### Requirement
Write the next part of the bug-report thread about skge driver lockups on SMP systems, picking up right after its final line.

### Selected extract
+-------+

I also tried the skge-fix-napi-irq-race but it didn't help.

After some tests I finally discovered that disabling rand-robin irq balancing
(echo 1 > /proc/irq/177/smp_affinity) helps - there have been no oopses for
nearly three days.

Everyting is fine when only other NIC (3c90B) is plugged to network. This
Marvell based 3c940 NIC is know to work without problems in other (UP) server.
Comment 1 Robert Theron Brockman II 2006-03-15 15:18:47 UTC
I'm having a similar problem with 2.6.15.6 on a Athlon64 X2 3800+ running 64 bit
gentoo.  The motherboard is an ASUS A8N-SLI nForce4 based board with two
integrated NICs, one Marvell 88E8001 and one nVidia.  The nVidia NIC works fine,
but using the Marvell NIC with the skge driver eventually causes the system to
lock up hard.  It takes a while, but usually ~10 minutes of heavy NFS traffic
(>20 MB/s) will break the system.  It's not a hardware issue, since the Marvell
NIC works fine (albeit slower and less efficiently) with the in-kernel sk98lin
driver.  The problem only manifests when using a SMP kernel.

Setting smp_affinity to 1 on the skge interrupt (82 on my system) seems to make
the problem go away.  Smells like the race condition problems haven't quite been
fixed yet.  One minor complication:  I'm using the loop-aes 3.1c patch and have
disk encryption on all of my drives.  Perhaps this is the source of the problem. 

Here are a list of things that don't seem to have any effect on the problem:

Over/Underclocking the system
2.6.16-rc5
Linux Vserver patches
Preempt vs. Non-Preempt
Monkeying around with the interrupt coalescing settings with ethtool


Side note:  The newer sk98lin driver from SysKonnect causes the system to crash
 spectacularly whenever any NFS traffic occurs unless a big chunk of SSH traffic
(>10MB) occurs first.  If the SSH transfer occurs first, the system will be rock
solid -- hours of high-speed data transfer -- from then on out.
Comment 2 Krzysztof Oledzki 2006-03-21 12:48:30 UTC

On Wed, 15 Mar 2006, bugme-daemon@bugzilla.kernel.org wrote:

> http://bugzilla.kernel.org/show_bug.cgi?id=6142
>
>
>
>
>
> ------- Additional Comments From robert@firehead.org  2006-03-15 15:18 -------
> I'm having a similar problem with 2.6.15.6 on a Athlon64 X2 3800+ running 64 bit
> gentoo.  The motherboard is an ASUS A8N-SLI nForce4 based board with two
> integrated NICs, one Marvell 88E8001 and one nVidia.  The nVidia NIC works fine,
> but using the Marvell NIC with the skge driver eventually causes the system to
> lock up hard.  It takes a while, but usually ~10 minutes of heavy NFS traffic
> (>20 MB/s) will break the system.  It's not a hardware issue, since the Marvell
> NIC works fine (albeit slower and less efficiently) with the in-kernel sk98lin
> driver.  The problem only manifests when using a SMP kernel.
>
> Setting smp_affinity to 1 on the skge interrupt (82 on my system) seems to make
> the problem go away.  Smells like the race condition problems haven't quite been
> fixed yet.  One minor complication:  I'm using the loop-aes 3.1c patch and have
> disk encryption on all of my drives.  Perhaps this is the source of the problem.

+-------+

### Dataset excerpt

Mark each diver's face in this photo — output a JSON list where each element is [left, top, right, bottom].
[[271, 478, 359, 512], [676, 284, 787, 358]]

+-------+

### Output below
>
> Here are a list of things that don't seem to have any effect on the problem:
>
> Over/Underclocking the system
> 2.6.16-rc5
> Linux Vserver patches
> Preempt vs. Non-Preempt
> Monkeying around with the interrupt coalescing settings with ethtool
>
>
> Side note:  The newer sk98lin driver from SysKonnect causes the system to crash
> spectacularly whenever any NFS traffic occurs unless a big chunk of SSH traffic
> (>10MB) occurs first.  If the SSH transfer occurs first, the system will be rock
> solid -- hours of high-speed data transfer -- from then on out.
>

You may also try to disable rx and/or tx csum. With disabled rx&tx 
hardware csuming my system is stable even with smp_affinity set to 3. 
Now I only need to test what is the real problem: rx or tx...

Best regards,

 				Krzysztof Ol
Comment 3 Stephen Hemminger 2006-03-21 13:47:25 UTC
Please retest with new 1.4 version (post 2.6.16).
You can find diff from 2.6.16 version at:
http://developer.osdl.org/shemminger/prototypes/skge-1.4.diff
Comment 4 Robert Theron Brockman II 2006-03-25 06:38:41 UTC
Applied skge 1.4 patch to 2.6.16-vserver (presence or absence of vserver had no
effect on crashes previously).  This time the system locked up within a few
minutes of heavy NFS traffic, so it seems the bug is still there.

SMP affinity setting decreased the frequenct of crashing, but did not eliminate
the problem entirely.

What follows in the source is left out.